* START Exercise input *

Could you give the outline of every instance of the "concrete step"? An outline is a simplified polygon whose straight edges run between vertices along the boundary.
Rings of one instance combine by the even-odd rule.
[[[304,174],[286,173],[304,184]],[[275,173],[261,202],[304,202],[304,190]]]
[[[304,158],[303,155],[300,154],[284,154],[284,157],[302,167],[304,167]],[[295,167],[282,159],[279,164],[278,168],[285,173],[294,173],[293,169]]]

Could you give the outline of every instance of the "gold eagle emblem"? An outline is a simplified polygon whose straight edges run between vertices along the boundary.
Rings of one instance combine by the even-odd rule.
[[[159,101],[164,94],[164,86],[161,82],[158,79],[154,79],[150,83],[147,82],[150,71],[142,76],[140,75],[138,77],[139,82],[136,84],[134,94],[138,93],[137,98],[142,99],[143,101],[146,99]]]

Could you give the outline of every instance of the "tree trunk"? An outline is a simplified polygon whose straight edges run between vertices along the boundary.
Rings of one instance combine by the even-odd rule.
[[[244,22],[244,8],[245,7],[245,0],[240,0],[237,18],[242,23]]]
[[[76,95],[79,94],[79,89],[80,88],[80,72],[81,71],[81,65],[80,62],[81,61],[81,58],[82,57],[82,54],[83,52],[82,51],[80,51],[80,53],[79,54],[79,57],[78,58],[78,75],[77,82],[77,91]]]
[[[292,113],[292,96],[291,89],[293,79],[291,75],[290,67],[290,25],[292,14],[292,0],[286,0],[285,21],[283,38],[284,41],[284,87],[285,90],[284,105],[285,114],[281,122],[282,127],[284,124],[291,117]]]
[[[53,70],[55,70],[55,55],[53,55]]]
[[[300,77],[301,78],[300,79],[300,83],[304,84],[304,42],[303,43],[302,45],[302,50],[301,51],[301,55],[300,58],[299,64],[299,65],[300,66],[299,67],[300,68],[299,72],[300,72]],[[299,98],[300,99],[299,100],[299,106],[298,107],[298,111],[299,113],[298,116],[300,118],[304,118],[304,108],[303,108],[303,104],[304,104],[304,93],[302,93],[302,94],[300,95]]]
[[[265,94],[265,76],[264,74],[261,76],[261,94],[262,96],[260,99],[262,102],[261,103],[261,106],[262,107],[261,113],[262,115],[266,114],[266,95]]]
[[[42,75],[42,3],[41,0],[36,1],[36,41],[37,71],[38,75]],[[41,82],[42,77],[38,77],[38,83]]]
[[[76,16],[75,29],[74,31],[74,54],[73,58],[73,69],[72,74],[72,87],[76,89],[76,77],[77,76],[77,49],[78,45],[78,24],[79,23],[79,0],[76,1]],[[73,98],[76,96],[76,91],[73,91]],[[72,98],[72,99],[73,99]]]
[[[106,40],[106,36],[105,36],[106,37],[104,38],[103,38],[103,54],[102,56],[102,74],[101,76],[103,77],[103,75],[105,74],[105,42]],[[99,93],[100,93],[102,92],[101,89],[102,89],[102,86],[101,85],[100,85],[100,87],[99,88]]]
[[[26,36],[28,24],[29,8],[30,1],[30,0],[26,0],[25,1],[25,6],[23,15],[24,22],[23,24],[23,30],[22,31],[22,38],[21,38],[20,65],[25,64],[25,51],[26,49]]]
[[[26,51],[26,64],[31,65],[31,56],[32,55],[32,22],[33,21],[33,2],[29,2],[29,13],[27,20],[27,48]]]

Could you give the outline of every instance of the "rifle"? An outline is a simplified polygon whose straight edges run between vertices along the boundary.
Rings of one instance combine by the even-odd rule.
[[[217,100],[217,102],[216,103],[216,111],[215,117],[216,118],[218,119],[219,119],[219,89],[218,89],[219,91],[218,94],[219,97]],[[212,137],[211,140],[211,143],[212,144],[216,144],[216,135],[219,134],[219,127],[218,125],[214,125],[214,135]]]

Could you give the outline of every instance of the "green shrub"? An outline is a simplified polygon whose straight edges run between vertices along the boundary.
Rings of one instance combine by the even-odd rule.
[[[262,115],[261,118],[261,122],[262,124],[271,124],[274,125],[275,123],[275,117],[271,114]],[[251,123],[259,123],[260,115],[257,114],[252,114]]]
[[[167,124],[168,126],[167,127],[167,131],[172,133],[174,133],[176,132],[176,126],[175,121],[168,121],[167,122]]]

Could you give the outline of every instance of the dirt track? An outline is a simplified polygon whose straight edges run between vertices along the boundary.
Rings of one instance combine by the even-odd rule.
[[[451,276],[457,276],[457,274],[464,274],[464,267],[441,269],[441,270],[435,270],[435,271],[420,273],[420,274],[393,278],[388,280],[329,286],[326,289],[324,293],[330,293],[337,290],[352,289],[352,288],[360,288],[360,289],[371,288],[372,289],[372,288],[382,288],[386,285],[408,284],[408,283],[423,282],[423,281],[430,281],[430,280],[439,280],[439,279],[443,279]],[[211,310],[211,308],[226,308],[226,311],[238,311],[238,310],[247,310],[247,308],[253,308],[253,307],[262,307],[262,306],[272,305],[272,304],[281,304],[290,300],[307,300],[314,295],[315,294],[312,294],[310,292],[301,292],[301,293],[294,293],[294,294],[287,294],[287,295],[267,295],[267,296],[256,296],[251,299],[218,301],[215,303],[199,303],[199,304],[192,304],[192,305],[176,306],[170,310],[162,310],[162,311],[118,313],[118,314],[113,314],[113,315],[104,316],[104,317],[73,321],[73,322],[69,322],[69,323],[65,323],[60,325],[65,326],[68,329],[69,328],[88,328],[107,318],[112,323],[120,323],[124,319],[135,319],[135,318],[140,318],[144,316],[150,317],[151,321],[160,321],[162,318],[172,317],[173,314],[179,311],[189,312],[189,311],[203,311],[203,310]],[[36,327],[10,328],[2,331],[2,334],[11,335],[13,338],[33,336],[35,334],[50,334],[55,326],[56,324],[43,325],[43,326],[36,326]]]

* END Exercise input *

[Prompt]: Print back all the lines verbatim.

[Response to this task]:
Could you give the outline of every instance of the "concrete step"? An outline is a simplified polygon whose straight edges run between vertices along the boundary.
Rings of one instance combine by the even-odd rule.
[[[304,174],[286,173],[304,184]],[[275,173],[261,202],[304,202],[304,190]]]
[[[304,158],[303,155],[300,154],[284,154],[284,157],[302,167],[304,167]],[[295,167],[282,159],[279,164],[278,168],[285,173],[294,173],[293,169]]]

Could you give the outline of every instance of the "gold eagle emblem"? An outline is a simplified polygon whose straight edges run between vertices along the boundary.
Rings of one instance combine by the even-odd rule.
[[[159,101],[164,94],[164,86],[161,82],[158,79],[154,79],[150,83],[147,82],[150,71],[142,76],[140,75],[138,77],[139,82],[136,84],[134,94],[138,93],[137,98],[142,99],[143,101],[146,99]]]

Could you give the outline of every instance of the "tree trunk"? An outline is a simplified polygon whose straight edges run between vertices along the boundary.
Rings of one instance combine by the even-odd rule.
[[[244,22],[244,8],[245,7],[245,0],[240,0],[237,18],[242,23]]]
[[[76,95],[79,94],[79,89],[80,88],[80,72],[81,71],[81,65],[80,62],[81,61],[81,58],[82,57],[82,54],[83,52],[82,51],[80,51],[80,53],[79,54],[79,57],[78,58],[78,75],[77,82],[77,91]]]
[[[292,113],[292,96],[291,89],[293,79],[291,75],[290,67],[290,25],[292,14],[292,0],[286,0],[285,21],[283,38],[284,41],[284,87],[285,90],[284,105],[285,114],[281,122],[282,127],[284,124],[291,117]]]
[[[53,70],[55,70],[55,55],[53,55]]]
[[[300,77],[301,78],[300,79],[300,83],[304,84],[304,42],[303,43],[302,45],[302,50],[301,51],[301,55],[300,58],[299,64],[299,65],[300,66],[299,67],[300,68],[299,72],[300,72]],[[299,98],[300,99],[299,100],[299,106],[298,107],[298,111],[299,113],[298,116],[300,118],[304,118],[304,108],[303,108],[303,104],[304,104],[304,93],[302,93],[302,94],[300,95]]]
[[[265,94],[265,76],[264,74],[261,76],[261,94],[262,96],[260,99],[262,102],[261,103],[261,106],[262,107],[261,113],[262,115],[266,114],[266,95]]]
[[[42,75],[42,3],[41,0],[36,1],[36,41],[37,71],[38,75]],[[41,82],[42,77],[38,77],[38,83]]]
[[[76,16],[75,29],[74,31],[74,54],[73,58],[73,69],[72,74],[72,87],[76,89],[76,77],[77,76],[77,49],[78,45],[78,24],[79,23],[79,0],[76,1]],[[73,98],[76,96],[76,91],[73,91]],[[72,98],[72,99],[73,99]]]
[[[106,40],[106,36],[105,36],[106,37],[104,38],[103,38],[103,54],[102,56],[102,74],[101,76],[103,77],[103,75],[105,74],[105,42]],[[99,93],[100,93],[102,92],[101,89],[102,89],[102,86],[101,85],[100,85],[100,87],[99,88]]]
[[[26,36],[28,24],[29,8],[30,1],[30,0],[26,0],[25,1],[25,6],[23,15],[24,22],[23,24],[23,30],[22,31],[22,38],[21,38],[20,65],[25,64],[25,51],[26,49]]]
[[[26,51],[26,64],[31,65],[31,56],[32,55],[32,22],[33,21],[33,2],[29,2],[29,13],[27,20],[27,48]]]

Could you give the outline of every instance of the "rifle"? An outline is a simplified polygon whose straight edges run between vertices along the boundary.
Rings of one instance combine by the even-odd rule.
[[[217,100],[217,102],[216,103],[216,111],[215,117],[216,118],[218,119],[219,119],[219,89],[218,89],[219,91],[218,94],[219,97]],[[212,137],[211,140],[211,143],[212,144],[216,144],[216,135],[219,134],[219,127],[218,125],[214,125],[214,135]]]

Could you give the outline of every instance of the "green shrub"? An outline is a simplified polygon whose straight edges run between vertices along the boundary.
Rings of one instance combine by the even-odd rule.
[[[262,115],[261,118],[261,122],[262,124],[271,124],[274,125],[275,123],[275,117],[271,114]],[[251,123],[259,123],[260,115],[257,114],[252,114]]]
[[[167,124],[168,126],[167,127],[167,131],[172,133],[174,133],[176,132],[176,126],[175,121],[168,121],[167,122]]]

Could you give the outline of every instance of the dirt track? An outline is a simplified polygon whose straight edges run between vertices along the boundary.
Rings of one instance combine by the even-odd rule.
[[[451,276],[457,276],[457,274],[464,274],[464,267],[441,269],[441,270],[435,270],[435,271],[420,273],[420,274],[393,278],[388,280],[329,286],[326,289],[324,293],[330,293],[337,290],[352,289],[352,288],[360,288],[360,289],[371,288],[372,289],[372,288],[382,288],[386,285],[408,284],[408,283],[423,282],[423,281],[430,281],[430,280],[439,280],[439,279],[443,279]],[[211,310],[211,308],[226,308],[226,311],[238,311],[238,310],[247,310],[247,308],[253,308],[253,307],[262,307],[262,306],[272,305],[272,304],[281,304],[290,300],[307,300],[314,295],[315,294],[312,294],[310,292],[301,292],[301,293],[294,293],[294,294],[287,294],[287,295],[267,295],[267,296],[256,296],[251,299],[218,301],[215,303],[199,303],[199,304],[192,304],[192,305],[176,306],[170,310],[162,310],[162,311],[118,313],[118,314],[113,314],[113,315],[104,316],[104,317],[73,321],[73,322],[69,322],[69,323],[65,323],[60,325],[65,326],[68,329],[69,328],[88,328],[107,318],[112,323],[120,323],[124,319],[135,319],[135,318],[140,318],[144,316],[150,317],[151,321],[160,321],[162,318],[172,317],[173,314],[179,311],[189,312],[189,311],[203,311],[203,310]],[[36,327],[10,328],[2,331],[2,334],[11,335],[13,338],[33,336],[35,334],[50,334],[55,326],[56,324],[43,325],[43,326],[36,326]]]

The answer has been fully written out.